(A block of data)
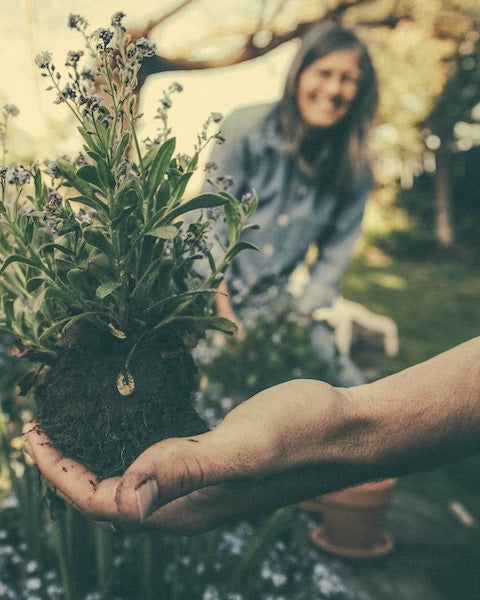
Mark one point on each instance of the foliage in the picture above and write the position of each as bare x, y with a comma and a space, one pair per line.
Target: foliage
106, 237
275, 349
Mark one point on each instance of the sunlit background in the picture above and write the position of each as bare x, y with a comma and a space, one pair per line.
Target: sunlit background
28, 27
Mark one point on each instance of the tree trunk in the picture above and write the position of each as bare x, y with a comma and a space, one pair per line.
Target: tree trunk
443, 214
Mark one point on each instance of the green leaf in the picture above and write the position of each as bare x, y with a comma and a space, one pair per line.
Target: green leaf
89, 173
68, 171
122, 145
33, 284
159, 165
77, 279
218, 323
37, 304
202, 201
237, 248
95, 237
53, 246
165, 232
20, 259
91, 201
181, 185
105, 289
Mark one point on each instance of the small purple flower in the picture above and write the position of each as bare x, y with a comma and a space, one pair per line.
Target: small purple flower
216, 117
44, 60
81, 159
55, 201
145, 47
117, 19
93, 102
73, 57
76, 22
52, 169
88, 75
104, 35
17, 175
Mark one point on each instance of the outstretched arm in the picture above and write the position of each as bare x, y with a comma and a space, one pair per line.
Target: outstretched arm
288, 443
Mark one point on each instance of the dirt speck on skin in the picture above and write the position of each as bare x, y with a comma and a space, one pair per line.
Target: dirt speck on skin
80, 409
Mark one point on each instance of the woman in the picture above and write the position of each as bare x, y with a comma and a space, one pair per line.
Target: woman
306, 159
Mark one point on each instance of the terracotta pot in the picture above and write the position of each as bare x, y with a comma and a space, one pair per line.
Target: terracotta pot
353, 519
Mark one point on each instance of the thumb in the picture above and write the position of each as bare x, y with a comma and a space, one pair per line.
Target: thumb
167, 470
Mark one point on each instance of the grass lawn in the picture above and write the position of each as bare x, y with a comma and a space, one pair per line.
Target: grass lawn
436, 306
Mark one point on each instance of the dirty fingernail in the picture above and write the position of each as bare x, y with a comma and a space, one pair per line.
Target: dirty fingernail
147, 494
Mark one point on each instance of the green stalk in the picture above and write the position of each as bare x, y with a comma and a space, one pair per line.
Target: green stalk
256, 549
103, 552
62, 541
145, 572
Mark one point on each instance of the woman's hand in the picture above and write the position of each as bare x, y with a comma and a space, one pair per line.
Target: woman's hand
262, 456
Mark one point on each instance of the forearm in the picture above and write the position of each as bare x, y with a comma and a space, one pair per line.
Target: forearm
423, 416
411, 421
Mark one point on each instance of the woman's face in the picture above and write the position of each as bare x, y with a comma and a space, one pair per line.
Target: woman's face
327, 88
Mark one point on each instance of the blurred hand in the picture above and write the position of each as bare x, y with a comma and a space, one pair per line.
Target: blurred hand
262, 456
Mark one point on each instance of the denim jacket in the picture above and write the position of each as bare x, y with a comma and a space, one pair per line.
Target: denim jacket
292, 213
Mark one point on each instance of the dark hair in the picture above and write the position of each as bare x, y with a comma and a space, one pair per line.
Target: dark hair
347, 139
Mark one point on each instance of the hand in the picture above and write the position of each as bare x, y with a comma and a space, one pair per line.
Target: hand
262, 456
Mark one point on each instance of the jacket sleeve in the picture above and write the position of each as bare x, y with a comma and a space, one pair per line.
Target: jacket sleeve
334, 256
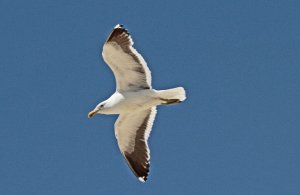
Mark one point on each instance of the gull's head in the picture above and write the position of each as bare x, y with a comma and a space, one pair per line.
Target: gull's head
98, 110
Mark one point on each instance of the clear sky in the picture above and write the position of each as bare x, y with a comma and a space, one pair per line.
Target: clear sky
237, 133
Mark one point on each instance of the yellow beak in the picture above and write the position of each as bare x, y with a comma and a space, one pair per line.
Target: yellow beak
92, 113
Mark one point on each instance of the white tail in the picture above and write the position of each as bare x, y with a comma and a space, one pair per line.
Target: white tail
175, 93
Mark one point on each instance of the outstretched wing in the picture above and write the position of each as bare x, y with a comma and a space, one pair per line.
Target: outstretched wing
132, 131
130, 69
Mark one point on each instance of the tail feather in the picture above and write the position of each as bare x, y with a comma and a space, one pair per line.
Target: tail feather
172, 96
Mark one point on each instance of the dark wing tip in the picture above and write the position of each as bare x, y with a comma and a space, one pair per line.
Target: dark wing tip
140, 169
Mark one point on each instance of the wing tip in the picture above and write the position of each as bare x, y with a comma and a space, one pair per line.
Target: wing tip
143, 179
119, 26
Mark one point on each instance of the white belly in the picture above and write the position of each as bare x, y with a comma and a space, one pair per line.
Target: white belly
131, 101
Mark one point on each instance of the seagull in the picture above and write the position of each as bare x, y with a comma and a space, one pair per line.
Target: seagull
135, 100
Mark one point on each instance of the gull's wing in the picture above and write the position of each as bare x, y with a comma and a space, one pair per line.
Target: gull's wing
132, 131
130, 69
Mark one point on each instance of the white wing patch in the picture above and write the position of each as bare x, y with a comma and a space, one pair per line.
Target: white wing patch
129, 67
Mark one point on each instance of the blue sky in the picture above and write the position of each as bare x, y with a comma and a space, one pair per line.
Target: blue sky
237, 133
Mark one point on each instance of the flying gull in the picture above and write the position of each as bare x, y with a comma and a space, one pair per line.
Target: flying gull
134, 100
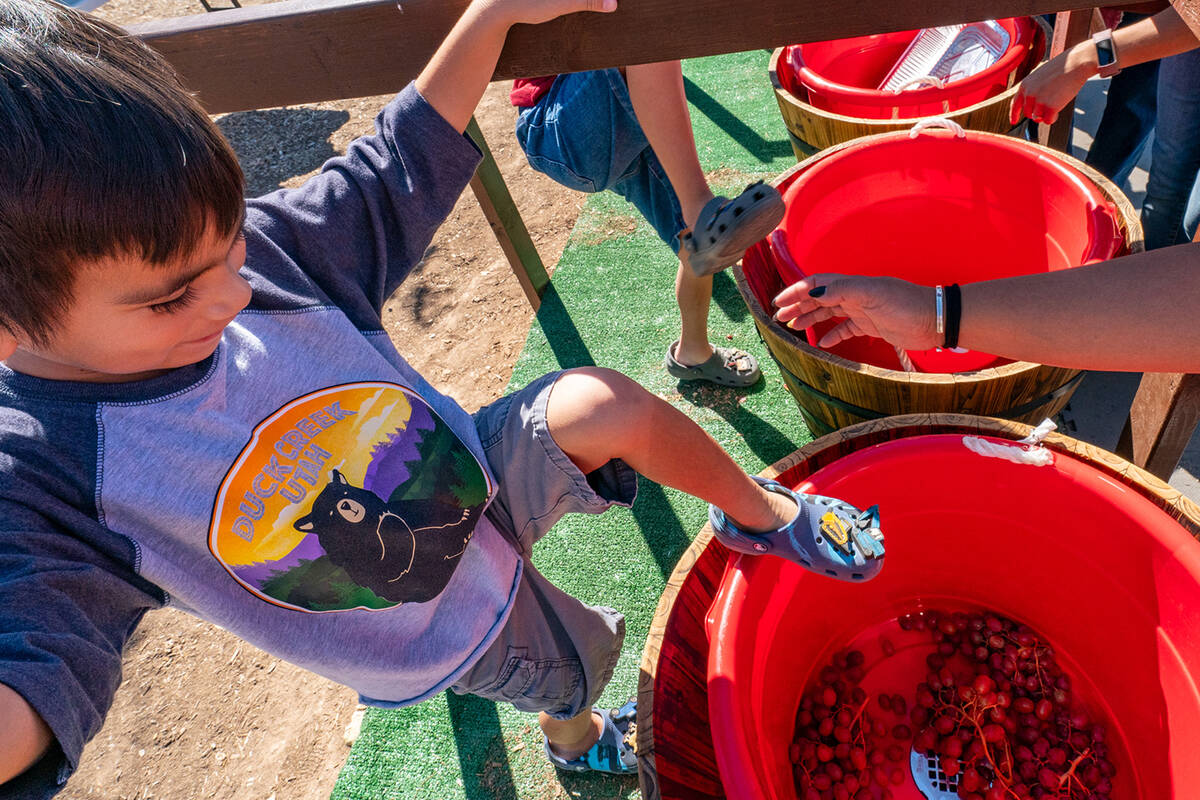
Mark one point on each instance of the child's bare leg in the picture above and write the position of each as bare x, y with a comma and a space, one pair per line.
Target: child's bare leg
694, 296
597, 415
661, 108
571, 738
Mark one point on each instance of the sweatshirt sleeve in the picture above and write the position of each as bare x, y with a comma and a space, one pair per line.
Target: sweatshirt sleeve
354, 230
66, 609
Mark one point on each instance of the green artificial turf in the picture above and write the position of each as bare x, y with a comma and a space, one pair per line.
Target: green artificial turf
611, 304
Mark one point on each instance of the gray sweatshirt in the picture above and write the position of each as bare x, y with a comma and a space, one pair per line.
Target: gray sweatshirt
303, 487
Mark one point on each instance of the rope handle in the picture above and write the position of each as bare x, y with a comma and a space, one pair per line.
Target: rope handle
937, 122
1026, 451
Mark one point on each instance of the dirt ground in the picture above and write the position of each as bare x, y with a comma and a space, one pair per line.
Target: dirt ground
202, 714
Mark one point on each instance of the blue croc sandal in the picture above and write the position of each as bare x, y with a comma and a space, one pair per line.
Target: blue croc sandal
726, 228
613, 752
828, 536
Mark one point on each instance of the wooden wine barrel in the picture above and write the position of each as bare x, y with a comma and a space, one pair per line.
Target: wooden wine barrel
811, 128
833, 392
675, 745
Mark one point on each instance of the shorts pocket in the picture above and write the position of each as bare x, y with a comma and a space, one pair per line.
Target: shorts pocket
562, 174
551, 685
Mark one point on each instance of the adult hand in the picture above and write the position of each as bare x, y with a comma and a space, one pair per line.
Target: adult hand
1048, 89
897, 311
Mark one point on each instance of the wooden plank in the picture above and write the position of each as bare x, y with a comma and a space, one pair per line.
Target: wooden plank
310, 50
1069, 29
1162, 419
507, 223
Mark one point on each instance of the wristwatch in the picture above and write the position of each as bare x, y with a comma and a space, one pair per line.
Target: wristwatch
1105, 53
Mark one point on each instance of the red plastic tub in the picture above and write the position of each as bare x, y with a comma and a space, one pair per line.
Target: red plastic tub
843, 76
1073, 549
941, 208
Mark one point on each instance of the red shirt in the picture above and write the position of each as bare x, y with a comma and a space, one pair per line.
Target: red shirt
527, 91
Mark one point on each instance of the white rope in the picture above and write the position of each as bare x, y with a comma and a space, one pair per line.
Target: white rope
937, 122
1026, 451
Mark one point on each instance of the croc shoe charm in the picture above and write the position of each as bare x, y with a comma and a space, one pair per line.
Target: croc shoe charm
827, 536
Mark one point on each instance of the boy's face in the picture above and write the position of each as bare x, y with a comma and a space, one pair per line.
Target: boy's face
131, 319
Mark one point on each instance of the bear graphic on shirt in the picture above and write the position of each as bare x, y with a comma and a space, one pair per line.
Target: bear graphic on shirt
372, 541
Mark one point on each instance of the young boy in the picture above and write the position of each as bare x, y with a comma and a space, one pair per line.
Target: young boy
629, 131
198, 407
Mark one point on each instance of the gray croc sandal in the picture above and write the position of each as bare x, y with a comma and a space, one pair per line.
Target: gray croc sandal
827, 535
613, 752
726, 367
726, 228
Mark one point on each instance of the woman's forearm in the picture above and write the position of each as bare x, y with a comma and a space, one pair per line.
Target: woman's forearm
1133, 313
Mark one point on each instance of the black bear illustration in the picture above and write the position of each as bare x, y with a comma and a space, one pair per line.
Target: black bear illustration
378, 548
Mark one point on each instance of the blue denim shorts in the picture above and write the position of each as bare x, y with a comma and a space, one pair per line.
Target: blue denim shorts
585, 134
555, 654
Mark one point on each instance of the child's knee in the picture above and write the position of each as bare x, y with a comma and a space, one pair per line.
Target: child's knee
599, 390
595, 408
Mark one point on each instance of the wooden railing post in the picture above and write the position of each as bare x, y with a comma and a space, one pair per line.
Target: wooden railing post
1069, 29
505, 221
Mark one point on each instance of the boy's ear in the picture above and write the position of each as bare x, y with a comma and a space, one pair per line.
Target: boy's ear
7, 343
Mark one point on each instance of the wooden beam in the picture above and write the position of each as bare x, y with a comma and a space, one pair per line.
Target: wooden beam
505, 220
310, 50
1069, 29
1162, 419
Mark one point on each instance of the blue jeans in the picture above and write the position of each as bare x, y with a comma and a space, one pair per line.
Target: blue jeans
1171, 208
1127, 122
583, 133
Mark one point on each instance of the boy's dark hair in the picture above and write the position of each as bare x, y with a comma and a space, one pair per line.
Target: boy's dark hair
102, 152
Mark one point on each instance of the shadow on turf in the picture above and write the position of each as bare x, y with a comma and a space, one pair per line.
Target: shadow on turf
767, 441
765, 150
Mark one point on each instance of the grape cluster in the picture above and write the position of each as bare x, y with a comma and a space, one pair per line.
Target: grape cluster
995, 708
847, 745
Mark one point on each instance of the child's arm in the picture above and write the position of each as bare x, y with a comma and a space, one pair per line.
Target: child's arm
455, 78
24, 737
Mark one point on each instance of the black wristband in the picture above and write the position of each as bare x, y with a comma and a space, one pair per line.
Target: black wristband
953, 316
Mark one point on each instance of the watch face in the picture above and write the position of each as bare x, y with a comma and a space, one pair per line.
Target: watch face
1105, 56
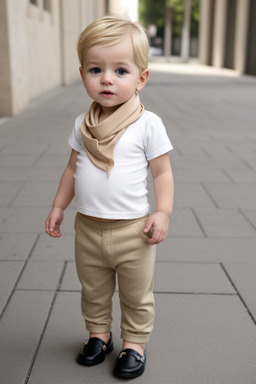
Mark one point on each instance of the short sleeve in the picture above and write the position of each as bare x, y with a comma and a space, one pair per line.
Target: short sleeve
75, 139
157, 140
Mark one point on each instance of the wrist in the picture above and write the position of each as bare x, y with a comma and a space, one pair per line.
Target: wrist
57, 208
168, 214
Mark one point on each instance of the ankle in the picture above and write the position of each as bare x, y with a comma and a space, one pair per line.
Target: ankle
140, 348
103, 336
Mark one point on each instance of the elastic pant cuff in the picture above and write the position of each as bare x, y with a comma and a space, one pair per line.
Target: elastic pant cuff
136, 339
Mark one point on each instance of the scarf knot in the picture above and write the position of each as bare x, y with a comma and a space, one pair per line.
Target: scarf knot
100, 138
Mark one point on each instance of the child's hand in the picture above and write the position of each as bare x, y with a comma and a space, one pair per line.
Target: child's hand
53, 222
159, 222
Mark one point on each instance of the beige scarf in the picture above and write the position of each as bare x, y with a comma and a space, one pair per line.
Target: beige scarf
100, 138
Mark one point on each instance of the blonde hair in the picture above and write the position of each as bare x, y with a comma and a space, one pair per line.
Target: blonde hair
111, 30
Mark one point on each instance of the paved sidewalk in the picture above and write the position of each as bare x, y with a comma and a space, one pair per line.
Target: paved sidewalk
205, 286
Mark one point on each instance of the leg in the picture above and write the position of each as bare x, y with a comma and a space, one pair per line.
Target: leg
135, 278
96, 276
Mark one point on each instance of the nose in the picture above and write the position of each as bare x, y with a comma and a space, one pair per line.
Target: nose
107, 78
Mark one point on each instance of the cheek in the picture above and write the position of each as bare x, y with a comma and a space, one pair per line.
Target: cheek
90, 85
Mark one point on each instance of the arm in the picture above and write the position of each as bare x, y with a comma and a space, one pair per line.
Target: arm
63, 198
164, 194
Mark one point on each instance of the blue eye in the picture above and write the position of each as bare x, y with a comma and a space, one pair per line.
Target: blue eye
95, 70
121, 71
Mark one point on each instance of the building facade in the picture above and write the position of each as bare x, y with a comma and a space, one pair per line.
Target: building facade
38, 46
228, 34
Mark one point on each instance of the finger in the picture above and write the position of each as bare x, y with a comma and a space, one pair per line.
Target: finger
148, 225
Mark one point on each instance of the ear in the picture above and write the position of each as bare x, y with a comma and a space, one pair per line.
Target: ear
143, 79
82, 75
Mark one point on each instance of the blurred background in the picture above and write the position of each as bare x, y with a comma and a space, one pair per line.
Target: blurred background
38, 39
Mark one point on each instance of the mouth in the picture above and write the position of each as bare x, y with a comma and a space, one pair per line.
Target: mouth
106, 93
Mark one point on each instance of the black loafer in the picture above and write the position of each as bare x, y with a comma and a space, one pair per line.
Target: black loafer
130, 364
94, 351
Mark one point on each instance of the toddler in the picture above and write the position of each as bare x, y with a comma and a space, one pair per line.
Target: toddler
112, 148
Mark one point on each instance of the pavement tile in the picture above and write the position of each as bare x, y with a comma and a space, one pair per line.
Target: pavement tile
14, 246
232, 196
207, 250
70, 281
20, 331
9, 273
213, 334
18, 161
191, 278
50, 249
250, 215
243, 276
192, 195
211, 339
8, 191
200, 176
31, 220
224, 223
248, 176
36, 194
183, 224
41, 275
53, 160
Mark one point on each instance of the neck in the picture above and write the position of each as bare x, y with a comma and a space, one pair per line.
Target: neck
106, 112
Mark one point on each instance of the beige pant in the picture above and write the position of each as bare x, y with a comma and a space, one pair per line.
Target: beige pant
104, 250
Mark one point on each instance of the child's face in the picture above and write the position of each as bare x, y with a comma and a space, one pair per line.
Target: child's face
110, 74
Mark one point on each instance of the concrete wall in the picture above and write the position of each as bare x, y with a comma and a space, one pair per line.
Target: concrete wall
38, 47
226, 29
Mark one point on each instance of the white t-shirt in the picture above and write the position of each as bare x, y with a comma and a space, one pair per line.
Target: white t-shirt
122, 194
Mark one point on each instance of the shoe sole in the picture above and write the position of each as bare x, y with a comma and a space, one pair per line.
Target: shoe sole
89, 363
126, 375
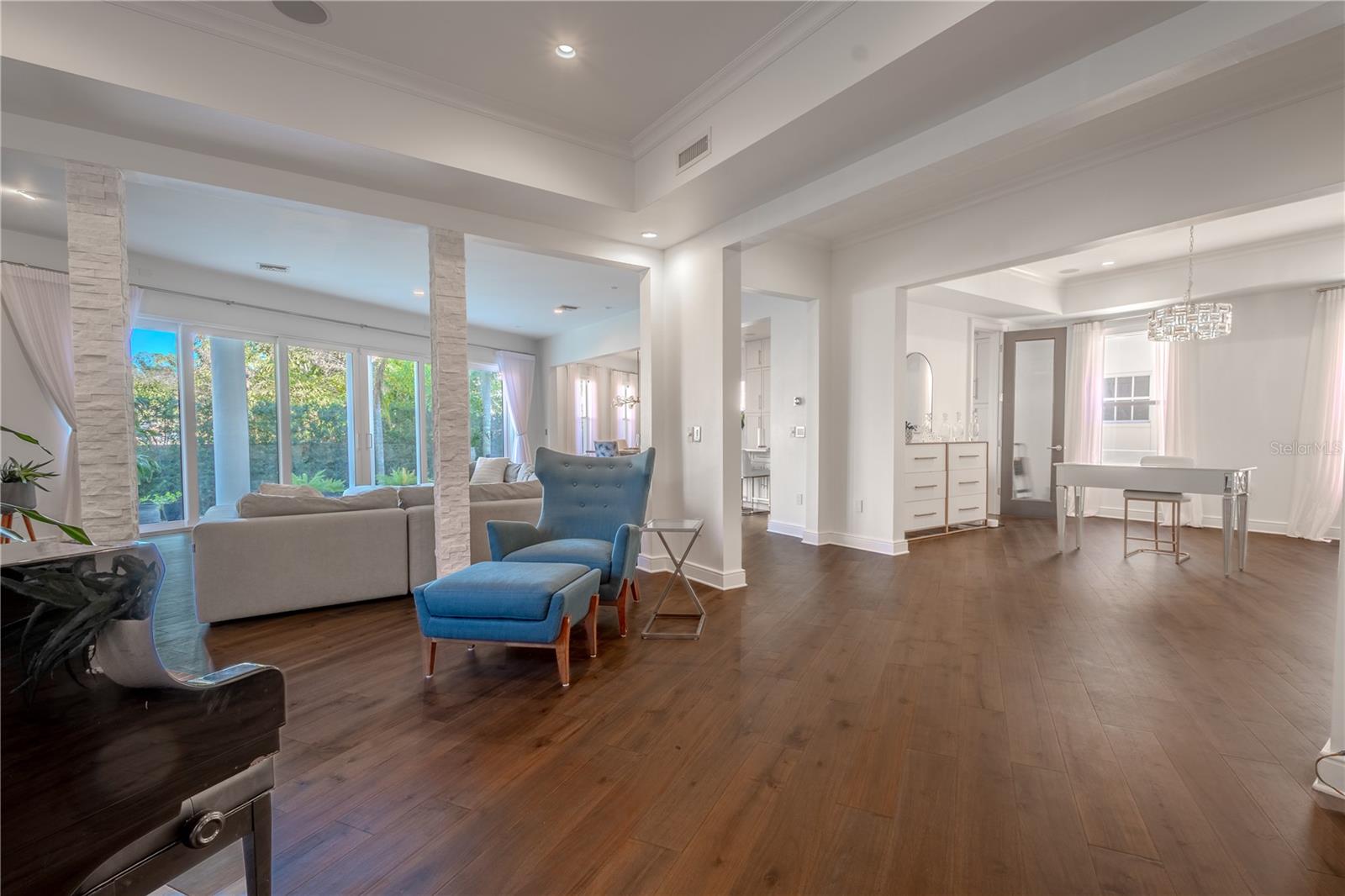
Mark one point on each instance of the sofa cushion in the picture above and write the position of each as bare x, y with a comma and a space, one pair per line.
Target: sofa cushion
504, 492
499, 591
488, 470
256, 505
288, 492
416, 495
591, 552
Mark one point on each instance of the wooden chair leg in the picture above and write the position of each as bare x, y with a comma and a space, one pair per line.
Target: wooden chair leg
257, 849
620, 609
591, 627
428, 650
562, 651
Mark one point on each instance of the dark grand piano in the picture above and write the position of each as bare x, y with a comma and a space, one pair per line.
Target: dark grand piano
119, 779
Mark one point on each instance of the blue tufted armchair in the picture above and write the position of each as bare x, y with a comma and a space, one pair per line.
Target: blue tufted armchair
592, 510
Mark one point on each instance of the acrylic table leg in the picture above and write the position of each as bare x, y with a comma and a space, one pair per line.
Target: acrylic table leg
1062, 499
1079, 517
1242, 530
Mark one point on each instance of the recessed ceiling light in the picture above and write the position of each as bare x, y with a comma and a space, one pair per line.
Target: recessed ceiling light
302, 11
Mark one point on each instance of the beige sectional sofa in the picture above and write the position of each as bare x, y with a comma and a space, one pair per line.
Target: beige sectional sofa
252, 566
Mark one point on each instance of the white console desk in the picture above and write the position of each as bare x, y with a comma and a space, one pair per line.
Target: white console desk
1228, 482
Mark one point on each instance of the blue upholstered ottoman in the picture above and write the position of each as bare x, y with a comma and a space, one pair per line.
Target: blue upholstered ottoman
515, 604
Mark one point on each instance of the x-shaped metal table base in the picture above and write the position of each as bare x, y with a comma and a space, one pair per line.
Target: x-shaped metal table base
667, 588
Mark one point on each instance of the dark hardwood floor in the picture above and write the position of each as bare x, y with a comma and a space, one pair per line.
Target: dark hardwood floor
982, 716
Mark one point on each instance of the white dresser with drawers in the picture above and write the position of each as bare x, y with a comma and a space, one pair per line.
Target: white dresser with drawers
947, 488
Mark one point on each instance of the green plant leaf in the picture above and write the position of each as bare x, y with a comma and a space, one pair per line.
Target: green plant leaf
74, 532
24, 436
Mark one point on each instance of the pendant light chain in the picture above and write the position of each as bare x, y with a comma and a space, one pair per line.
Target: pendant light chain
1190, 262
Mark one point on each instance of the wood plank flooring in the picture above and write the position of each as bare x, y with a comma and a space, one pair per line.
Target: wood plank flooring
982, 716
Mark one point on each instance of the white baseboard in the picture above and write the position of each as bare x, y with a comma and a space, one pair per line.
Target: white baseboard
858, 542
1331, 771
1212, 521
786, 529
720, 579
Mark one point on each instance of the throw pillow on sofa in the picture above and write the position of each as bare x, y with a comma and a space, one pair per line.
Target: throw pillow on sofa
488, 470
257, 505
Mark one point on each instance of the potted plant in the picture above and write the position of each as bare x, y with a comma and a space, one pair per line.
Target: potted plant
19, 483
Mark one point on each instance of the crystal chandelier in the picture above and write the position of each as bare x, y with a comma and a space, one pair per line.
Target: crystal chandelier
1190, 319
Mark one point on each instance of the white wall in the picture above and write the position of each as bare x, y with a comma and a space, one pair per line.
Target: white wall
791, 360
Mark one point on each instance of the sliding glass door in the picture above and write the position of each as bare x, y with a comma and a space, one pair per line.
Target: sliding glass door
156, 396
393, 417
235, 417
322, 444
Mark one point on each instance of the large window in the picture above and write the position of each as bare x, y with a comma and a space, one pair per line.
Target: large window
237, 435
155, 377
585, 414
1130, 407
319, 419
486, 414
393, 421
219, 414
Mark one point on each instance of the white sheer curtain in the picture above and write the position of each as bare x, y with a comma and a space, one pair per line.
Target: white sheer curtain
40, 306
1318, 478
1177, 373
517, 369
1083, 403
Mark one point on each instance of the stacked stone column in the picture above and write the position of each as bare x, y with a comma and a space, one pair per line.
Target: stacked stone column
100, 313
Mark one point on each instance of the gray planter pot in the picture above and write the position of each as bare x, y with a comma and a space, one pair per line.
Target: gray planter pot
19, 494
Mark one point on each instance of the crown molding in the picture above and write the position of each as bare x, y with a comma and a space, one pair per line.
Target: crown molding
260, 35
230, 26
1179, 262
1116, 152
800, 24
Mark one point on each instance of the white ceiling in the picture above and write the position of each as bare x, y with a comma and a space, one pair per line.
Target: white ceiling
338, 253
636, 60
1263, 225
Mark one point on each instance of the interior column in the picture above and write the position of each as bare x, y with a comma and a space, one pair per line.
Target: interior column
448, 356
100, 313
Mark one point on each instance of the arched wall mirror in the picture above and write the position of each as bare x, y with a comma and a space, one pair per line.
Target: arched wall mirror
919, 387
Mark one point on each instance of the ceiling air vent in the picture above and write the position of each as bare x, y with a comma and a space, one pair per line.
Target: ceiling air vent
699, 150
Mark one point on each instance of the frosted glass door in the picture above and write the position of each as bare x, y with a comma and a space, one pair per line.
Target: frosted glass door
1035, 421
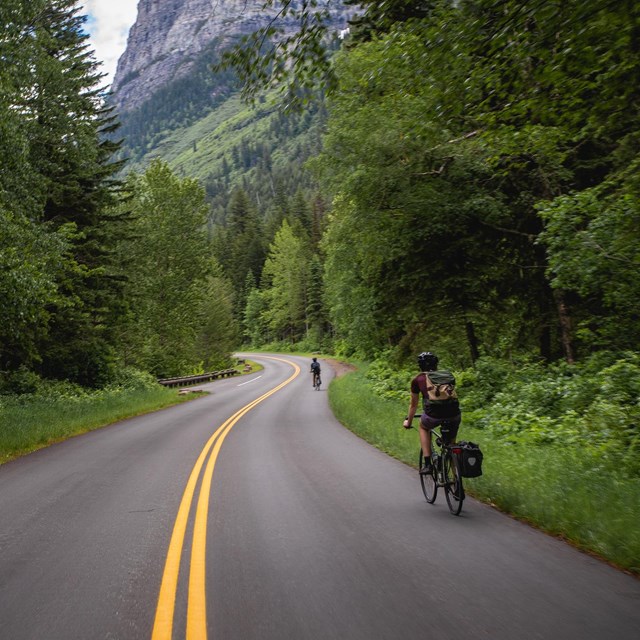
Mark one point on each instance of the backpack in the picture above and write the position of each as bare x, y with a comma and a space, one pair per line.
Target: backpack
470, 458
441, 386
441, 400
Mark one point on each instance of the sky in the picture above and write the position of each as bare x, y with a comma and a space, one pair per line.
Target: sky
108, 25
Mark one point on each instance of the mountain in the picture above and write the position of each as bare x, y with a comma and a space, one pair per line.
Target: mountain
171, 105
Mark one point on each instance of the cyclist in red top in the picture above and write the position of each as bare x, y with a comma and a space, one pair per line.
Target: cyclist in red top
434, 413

• [GIVEN PROBLEM] Write out only the lines from the line containing "Mark one point on each instance of the ceiling" through the end of the material above, both end lines included. Pictures are not written out.

• [EXERCISE ANSWER]
Mark one point on each instance of the ceiling air vent in the picture above and write the position of each as bare x, y with a comma and a space, one pair per line.
Target: ceiling air vent
699, 150
Mark one point on each instance of the frosted glass door in the picture above and write the position of each as bare x, y with a comma and a space, one pair per line.
Target: frosted glass door
1035, 421
Mark one point on each instance of the backpack in the picture above and write the position of each as bare x, y with a comma and a space, one pair per line.
Target: backpack
470, 458
441, 386
441, 400
Mark one point on each instance of the sky in the picture above and write the position of each as bare x, y with a comma and a space, one pair per line.
Target: sky
108, 25
Mark one point on each instance of the mountain in the picture above and write the position of each as bare x, y with a comma and a space, one pair per line.
Target: mountain
171, 105
Mark one point on each instance of the cyclist in red top in the picture above and write the position of each as bare x, y with a comma and a space, one pair per line.
Target: cyclist in red top
434, 413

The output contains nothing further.